• [What you should do]:
Taking the line with "Could you spot the dark" as the start, reproduce every line until the records end, exactly and with nothing added.

• [Data to use]:
Start of Block

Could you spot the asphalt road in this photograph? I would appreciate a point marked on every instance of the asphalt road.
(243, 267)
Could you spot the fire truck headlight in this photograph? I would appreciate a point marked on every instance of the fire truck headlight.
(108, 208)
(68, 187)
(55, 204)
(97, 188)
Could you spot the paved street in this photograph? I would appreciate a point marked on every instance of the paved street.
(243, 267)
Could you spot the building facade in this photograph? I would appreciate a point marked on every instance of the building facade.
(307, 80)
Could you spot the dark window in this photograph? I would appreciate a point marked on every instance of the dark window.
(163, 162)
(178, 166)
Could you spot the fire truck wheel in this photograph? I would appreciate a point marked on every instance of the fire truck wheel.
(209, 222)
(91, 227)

End of Block

• [Solution to this problem]:
Could you spot the dark window in this photograph? I would appreciate a point marked on every instance of the dark window.
(163, 162)
(178, 166)
Could you spot the fire truck wheel in this photograph? I would appreciate a point marked on every instance of the fire truck wheel.
(209, 222)
(91, 227)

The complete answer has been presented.